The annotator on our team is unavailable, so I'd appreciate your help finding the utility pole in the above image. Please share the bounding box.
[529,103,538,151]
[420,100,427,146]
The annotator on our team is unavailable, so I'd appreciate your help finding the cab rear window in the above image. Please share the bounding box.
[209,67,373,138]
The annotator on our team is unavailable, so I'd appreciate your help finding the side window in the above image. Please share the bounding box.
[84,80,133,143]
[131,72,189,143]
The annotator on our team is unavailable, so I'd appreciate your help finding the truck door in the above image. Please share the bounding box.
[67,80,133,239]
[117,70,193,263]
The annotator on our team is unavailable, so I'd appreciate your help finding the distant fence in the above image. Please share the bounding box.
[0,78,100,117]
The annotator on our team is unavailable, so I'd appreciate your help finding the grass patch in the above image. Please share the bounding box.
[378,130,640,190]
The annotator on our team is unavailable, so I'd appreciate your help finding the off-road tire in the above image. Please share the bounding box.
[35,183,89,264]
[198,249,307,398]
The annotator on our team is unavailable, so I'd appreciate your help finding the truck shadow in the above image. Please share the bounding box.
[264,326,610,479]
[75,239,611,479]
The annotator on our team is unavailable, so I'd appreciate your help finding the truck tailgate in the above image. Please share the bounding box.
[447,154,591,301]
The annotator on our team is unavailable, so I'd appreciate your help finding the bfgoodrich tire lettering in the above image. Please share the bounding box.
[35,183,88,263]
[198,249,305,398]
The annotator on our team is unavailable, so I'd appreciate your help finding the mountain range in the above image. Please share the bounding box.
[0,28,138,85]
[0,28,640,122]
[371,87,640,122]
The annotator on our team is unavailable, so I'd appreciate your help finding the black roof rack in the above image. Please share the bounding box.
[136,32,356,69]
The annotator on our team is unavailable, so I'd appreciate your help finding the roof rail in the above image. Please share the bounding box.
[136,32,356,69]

■ Written task ■
Can you recast all the records above as a Markdown table with two columns, Row and Record, giving each record its row number and leaving out any blank lines?

■ Exercise result ■
| Row | Record |
|---|---|
| 1 | The annotator on our team is unavailable, so I'd appreciate your help finding the utility pole in the above image. Please share the bounding box. |
| 2 | [529,103,538,151] |
| 3 | [420,100,427,146] |
| 4 | The annotator on our team is unavailable, so I'd appreciate your help finding the cab rear window in the above image. Please share the bounding box. |
| 5 | [209,67,373,138] |
| 6 | The annotator on our team is unavailable, so I'd appreciate your help finding the side window in the above image. Please share the bounding box. |
| 7 | [84,80,133,143] |
| 8 | [131,72,189,143] |
| 9 | The annotator on our team is unavailable, so I'd appreciate your help finding the truck door in the above image. Please share the bounding box. |
| 10 | [67,80,133,239] |
| 11 | [117,70,193,263] |
| 12 | The annotator on our team is unavailable, so I'd appreciate your help finding the distant fence in the above image. Please share the bounding box. |
| 13 | [0,78,100,117] |
| 14 | The annotator on our team is unavailable, so I'd appreciate your help finding the grass patch in the above image. Please share the bounding box. |
| 15 | [378,130,640,190] |
| 16 | The annotator on our team is unavailable, so I'd appreciate your help finding the off-road tire in the above image. Please share the bounding box. |
| 17 | [35,183,89,264] |
| 18 | [198,249,307,398] |
| 19 | The annotator on our team is unavailable, so I'd appreciate your help finding the truck shadow in the above image. Please share the bounding box. |
| 20 | [264,326,610,479] |
| 21 | [75,239,611,479] |
| 22 | The annotator on our team is unavailable, so I'd appreciate your help finding the truck tailgate in the above image. Please share the bounding box. |
| 23 | [447,154,591,301] |
| 24 | The annotator on our team is unavailable, so I'd appreciate your help finding the bfgoodrich tire lettering in the above image. Please share the bounding box. |
| 25 | [35,183,88,263] |
| 26 | [198,249,305,398] |
| 27 | The annotator on our team is unavailable, so I'd appreciate your help finding the mountain range in the above image. Please share the bounding box. |
| 28 | [0,28,138,85] |
| 29 | [0,28,640,122] |
| 30 | [371,87,640,122] |
| 31 | The annotator on our team is unavailable, so I'd appreciate your help finding the black roof rack in the above image. Please share the bounding box. |
| 32 | [136,32,356,69] |
| 33 | The annotator on our team is unavailable, so I'd appreciate your help finding the roof rail in the above image. Please share the bounding box. |
| 34 | [136,32,356,69] |